Task description >> Every entry below should be printed exactly, without its images.

Information supplied >>
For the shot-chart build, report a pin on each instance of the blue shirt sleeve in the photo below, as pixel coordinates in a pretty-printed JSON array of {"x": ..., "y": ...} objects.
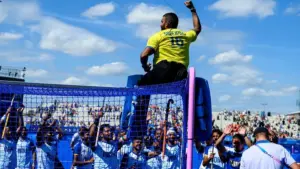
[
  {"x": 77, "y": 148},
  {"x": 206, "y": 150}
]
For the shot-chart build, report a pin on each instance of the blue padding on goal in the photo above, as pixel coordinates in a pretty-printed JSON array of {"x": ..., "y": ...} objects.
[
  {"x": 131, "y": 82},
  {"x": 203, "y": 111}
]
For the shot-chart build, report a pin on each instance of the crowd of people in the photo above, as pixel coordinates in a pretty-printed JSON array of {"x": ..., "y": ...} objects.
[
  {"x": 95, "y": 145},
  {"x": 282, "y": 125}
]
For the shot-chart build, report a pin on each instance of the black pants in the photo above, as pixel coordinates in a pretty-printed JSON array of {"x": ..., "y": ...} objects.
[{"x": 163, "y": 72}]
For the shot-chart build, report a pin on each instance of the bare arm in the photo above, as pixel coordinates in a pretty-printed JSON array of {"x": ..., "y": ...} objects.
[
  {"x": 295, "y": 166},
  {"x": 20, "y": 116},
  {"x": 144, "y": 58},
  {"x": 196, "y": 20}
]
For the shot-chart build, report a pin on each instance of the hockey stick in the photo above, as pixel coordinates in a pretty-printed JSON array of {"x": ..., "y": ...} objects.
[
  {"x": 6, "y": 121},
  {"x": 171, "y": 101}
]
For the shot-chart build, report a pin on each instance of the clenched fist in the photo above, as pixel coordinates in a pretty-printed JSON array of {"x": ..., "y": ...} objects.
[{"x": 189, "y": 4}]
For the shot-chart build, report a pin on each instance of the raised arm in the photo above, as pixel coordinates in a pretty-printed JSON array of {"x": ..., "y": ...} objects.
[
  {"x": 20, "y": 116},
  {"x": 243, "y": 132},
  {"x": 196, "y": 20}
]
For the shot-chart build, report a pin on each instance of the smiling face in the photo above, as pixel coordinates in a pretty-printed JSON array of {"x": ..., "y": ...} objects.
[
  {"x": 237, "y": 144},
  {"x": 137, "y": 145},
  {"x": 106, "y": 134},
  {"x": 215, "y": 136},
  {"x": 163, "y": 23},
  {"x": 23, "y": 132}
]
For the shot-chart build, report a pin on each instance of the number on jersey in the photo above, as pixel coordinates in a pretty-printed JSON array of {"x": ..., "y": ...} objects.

Response to the exercise >>
For the shot-chart build, report a pin on each instance of the blue shirt sleeve in the photo below, as pixel coordinates in a pretty-printed JSON array of {"x": ..., "y": ...} objects.
[
  {"x": 77, "y": 148},
  {"x": 206, "y": 150}
]
For the shot-chart build, report a pin on each instance of the blue padding on goal in the photo above, as pixel coordinates in a pretty-printed JSON array of {"x": ..., "y": ...} objects.
[
  {"x": 131, "y": 82},
  {"x": 203, "y": 111}
]
For the shot-chart build, report a pin on each instance of the crowd of people in the photo above, as pixel coordinates in a pretty-printed JSON array of {"x": ..., "y": ...} objects.
[
  {"x": 95, "y": 145},
  {"x": 282, "y": 125}
]
For the shot-chart build, report a pin on each instance of the black pants in the photo above, as pixel coordinates in a pretty-printed JSON array of {"x": ..., "y": ...} objects.
[{"x": 163, "y": 72}]
For the shot-chart build, report a pin on each instance of the bare arm in the photo above, as pixel coordinates in a pretty-printed JSON array of {"x": ..., "y": ...} objects.
[
  {"x": 295, "y": 166},
  {"x": 20, "y": 116},
  {"x": 144, "y": 58},
  {"x": 196, "y": 20}
]
For the shot-chart build, report a pin on each instance of the hockey stick in the photo above, as pixel coordinates in a pretty-printed JSON array of {"x": ..., "y": ...} objects.
[
  {"x": 6, "y": 121},
  {"x": 171, "y": 101}
]
For the shot-chart build, report a pin on each instance of the clenched fist in the photo above, as pixel coordinates in a pretty-printed JSON array of {"x": ..., "y": ...} objects.
[{"x": 189, "y": 4}]
For the shot-chart build, report a pin on each instance of the raised arm in the photo above, as pixel coordinates in a pretty-printed JSON array of {"x": ..., "y": ...} objects.
[
  {"x": 20, "y": 116},
  {"x": 243, "y": 132},
  {"x": 196, "y": 20}
]
For the shot-chart build, report a pin on each instance of the smiling face in the photo above, as pixel coordinates in a pretty-printed JSON array of {"x": ..., "y": ...} objects.
[
  {"x": 237, "y": 144},
  {"x": 137, "y": 145},
  {"x": 106, "y": 134},
  {"x": 215, "y": 136},
  {"x": 163, "y": 23},
  {"x": 23, "y": 132}
]
For the shot-chart build, report a pin on each instance of the number on jersey in the photo above, as pixel coordinates in a pretty-printed JSON array of {"x": ..., "y": ...} objects.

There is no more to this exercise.